WORK TASK ▸ Transcribe each record exactly. Omit the pictures.

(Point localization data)
==*==

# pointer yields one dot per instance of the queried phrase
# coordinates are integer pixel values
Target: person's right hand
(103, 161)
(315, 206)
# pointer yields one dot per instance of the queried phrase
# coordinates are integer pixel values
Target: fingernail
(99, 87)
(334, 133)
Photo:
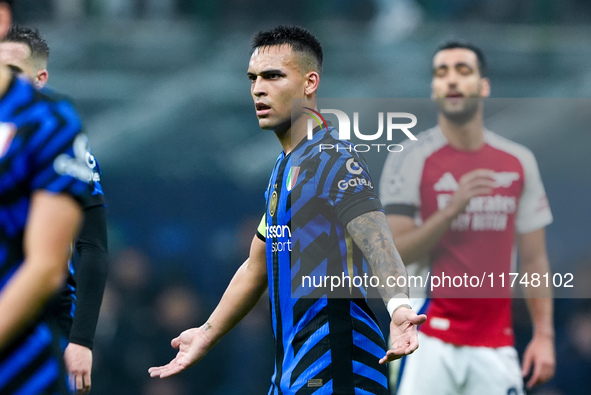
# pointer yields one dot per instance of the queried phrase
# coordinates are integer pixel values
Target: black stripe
(368, 359)
(362, 328)
(27, 372)
(311, 326)
(341, 343)
(369, 385)
(310, 358)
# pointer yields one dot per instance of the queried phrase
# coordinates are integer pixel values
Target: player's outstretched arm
(91, 275)
(371, 233)
(539, 357)
(243, 293)
(415, 242)
(52, 224)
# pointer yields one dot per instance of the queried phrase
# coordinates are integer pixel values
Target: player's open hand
(474, 183)
(192, 344)
(78, 361)
(539, 359)
(403, 333)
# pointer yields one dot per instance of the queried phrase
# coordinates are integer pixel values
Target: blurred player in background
(461, 195)
(45, 180)
(323, 344)
(26, 52)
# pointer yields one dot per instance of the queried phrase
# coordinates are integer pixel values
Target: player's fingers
(155, 371)
(534, 379)
(171, 371)
(72, 383)
(86, 383)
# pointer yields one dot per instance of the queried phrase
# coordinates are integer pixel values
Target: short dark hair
(482, 66)
(32, 38)
(300, 40)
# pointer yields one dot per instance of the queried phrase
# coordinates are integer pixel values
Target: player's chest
(443, 175)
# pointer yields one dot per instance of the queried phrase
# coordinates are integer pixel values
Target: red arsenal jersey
(421, 180)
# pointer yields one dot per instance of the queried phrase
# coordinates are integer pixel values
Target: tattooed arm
(245, 290)
(371, 233)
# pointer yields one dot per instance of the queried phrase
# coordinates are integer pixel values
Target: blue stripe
(60, 184)
(42, 115)
(7, 276)
(61, 137)
(314, 339)
(366, 371)
(45, 376)
(24, 355)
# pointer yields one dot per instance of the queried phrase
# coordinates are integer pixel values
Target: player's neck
(468, 136)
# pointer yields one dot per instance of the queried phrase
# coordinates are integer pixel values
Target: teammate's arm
(371, 233)
(52, 224)
(244, 292)
(91, 275)
(414, 242)
(539, 356)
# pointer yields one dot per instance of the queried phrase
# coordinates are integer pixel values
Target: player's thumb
(419, 319)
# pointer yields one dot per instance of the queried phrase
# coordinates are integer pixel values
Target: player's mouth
(262, 109)
(454, 96)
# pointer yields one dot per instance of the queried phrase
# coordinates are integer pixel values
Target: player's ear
(484, 87)
(41, 79)
(312, 82)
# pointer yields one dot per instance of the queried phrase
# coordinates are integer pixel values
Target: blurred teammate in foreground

==*==

REPLY ▸
# pointer yields one dot per instance of the queried phrase
# coordinates are integer pixel values
Target: person's right hand
(103, 161)
(315, 206)
# pointer yields one dot per instance of the queried phrase
# coordinates are integer pixel values
Target: fingernail
(99, 87)
(334, 133)
Photo:
# pointer yields one dot per instance of the queried phrase
# coordinates are integer pixel values
Target: black stripe
(368, 359)
(362, 328)
(27, 372)
(311, 326)
(341, 343)
(369, 385)
(310, 358)
# pointer yields one dot per instance of the queried phrase
# coordinates are integer pixel values
Target: player's outstretched arm
(91, 275)
(371, 233)
(539, 357)
(243, 293)
(415, 242)
(52, 224)
# pointer yields one dot per instance of the queried phrase
# coordinates are integer pixel values
Target: player's open hand
(474, 183)
(192, 344)
(78, 361)
(539, 359)
(403, 333)
# pointer yields one dot per instance of the queried phrase
# coordinates are integer pixel values
Target: blurred player in background
(461, 195)
(45, 180)
(323, 344)
(26, 52)
# pointer yields one dot per instance of the queried phrase
# coordinates are integer pixel values
Target: player's fingers
(155, 371)
(534, 379)
(171, 371)
(72, 383)
(86, 383)
# pointer yields one dot per instance of the queried phrase
# coordinates are integer pixel values
Target: short dark hair
(482, 66)
(32, 38)
(300, 40)
# pointer yields one dot per instance of the queried phrase
# coordinates are integer pixel values
Target: player's chest
(443, 175)
# pointer yields one dot per instance of the queried phrase
# coordinates are integer pixel values
Target: red arsenal jersey
(421, 180)
# pointer yields one dot per instance of the queried phrase
# coordinates are integer pixel values
Target: tattooed arm
(245, 290)
(371, 233)
# pointer yields one dot per instance of the queried phrase
# coordinates are integer pixel values
Target: blue stripe
(60, 184)
(42, 115)
(7, 276)
(61, 137)
(314, 339)
(366, 371)
(45, 376)
(24, 355)
# pointer yields one dot per instance of the queried phrase
# coordinates are integer pixel values
Target: player's neck
(468, 136)
# pointer yields one dot per instance of the queried phrase
# coordinates are integer pixel values
Target: teammate's arm
(371, 233)
(52, 224)
(244, 292)
(91, 275)
(414, 242)
(539, 356)
# pointer yields one dot per instance of the queried phrase
# coordinates are integer pixel values
Target: player's thumb
(419, 319)
# pointer yields one dot per instance of the queried phrase
# coordinates are integer pixel values
Target: player's mouth
(262, 109)
(454, 96)
# pointer yields one dot per instance of the queried phrase
# coordinates are integer pixel values
Target: player's ear
(484, 87)
(41, 79)
(312, 82)
# pointer yields one dot per instance of the queried phrase
# coordinates are integer pixel values
Target: blurred teammate in foreground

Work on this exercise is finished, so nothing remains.